- GIVEN INSTRUCTION: Starting at the line that contains "For the pointing benchmark, tag the white door", restate each line word for word through the final line of the data, keeping both ends.

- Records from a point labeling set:

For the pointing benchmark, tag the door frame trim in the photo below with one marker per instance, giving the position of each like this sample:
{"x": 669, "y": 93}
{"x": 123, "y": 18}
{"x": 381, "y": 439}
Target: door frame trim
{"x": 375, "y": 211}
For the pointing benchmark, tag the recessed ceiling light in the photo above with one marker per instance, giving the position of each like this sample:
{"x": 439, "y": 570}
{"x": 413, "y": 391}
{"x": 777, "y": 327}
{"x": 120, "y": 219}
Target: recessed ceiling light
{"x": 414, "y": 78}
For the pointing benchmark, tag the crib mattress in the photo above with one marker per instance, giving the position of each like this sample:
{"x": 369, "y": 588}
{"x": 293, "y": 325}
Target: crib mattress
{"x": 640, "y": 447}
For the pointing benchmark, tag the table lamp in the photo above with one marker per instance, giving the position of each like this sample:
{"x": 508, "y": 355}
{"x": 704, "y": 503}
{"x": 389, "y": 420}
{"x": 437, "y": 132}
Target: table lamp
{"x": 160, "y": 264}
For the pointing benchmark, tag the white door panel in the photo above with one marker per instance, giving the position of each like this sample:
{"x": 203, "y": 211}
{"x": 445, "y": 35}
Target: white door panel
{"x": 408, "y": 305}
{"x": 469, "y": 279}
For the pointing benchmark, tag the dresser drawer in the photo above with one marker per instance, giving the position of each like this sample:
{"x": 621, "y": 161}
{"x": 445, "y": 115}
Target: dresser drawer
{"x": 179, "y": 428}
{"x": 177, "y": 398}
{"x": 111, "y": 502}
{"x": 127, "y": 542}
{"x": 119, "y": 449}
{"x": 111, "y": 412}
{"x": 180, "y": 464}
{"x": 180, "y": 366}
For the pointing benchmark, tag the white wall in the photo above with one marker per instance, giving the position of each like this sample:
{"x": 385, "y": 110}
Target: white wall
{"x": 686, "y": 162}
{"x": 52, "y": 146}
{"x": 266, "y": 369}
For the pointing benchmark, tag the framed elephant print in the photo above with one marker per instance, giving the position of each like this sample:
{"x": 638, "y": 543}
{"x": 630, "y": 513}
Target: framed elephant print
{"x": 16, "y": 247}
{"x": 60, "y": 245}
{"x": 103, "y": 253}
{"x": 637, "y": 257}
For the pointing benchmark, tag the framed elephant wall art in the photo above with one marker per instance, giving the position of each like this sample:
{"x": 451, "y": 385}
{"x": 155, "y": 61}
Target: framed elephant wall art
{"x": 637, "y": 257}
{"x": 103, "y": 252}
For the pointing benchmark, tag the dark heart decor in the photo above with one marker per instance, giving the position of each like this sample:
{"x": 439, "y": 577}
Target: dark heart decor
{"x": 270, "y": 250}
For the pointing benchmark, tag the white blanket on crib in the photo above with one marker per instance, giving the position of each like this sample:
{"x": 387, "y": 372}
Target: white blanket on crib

- SOLUTION TO THIS PROBLEM:
For the pointing benchmark, tag the white door panel in the photo above with one marker per instance, giving the position of each like this sample:
{"x": 203, "y": 211}
{"x": 445, "y": 35}
Target: white door panel
{"x": 408, "y": 305}
{"x": 469, "y": 279}
For the pointing benchmark, tag the dresser drawer in the photo above with one marker per instance, giving the position of each like this sample:
{"x": 621, "y": 161}
{"x": 445, "y": 115}
Target: dresser drawer
{"x": 179, "y": 428}
{"x": 177, "y": 398}
{"x": 111, "y": 502}
{"x": 127, "y": 542}
{"x": 119, "y": 449}
{"x": 111, "y": 412}
{"x": 180, "y": 464}
{"x": 180, "y": 366}
For the pointing benchmark, tag the white wall in the photo above with one marker per instance, giving the position of each like this sample:
{"x": 385, "y": 110}
Target: white wall
{"x": 686, "y": 162}
{"x": 52, "y": 146}
{"x": 266, "y": 369}
For the pointing benchmark, tag the framed elephant print in the photo above with one marker per instance, giving the position of each like this sample:
{"x": 638, "y": 543}
{"x": 630, "y": 513}
Target: framed elephant print
{"x": 16, "y": 247}
{"x": 60, "y": 245}
{"x": 103, "y": 253}
{"x": 637, "y": 257}
For the pointing benchmark, tag the framed elephant wall art in the photo above with one marker per instance, giving the position of each like this sample:
{"x": 451, "y": 385}
{"x": 155, "y": 61}
Target: framed elephant wall art
{"x": 637, "y": 257}
{"x": 103, "y": 252}
For the pointing benchmark, tag the dark heart decor in the photo above with one marker per instance, giving the position of each like this sample:
{"x": 439, "y": 577}
Target: dark heart decor
{"x": 270, "y": 250}
For the pointing benchmark, tag the white blanket on crib in the photo above with one marker per instance, giving the position of each like this sample:
{"x": 387, "y": 372}
Target: white blanket on crib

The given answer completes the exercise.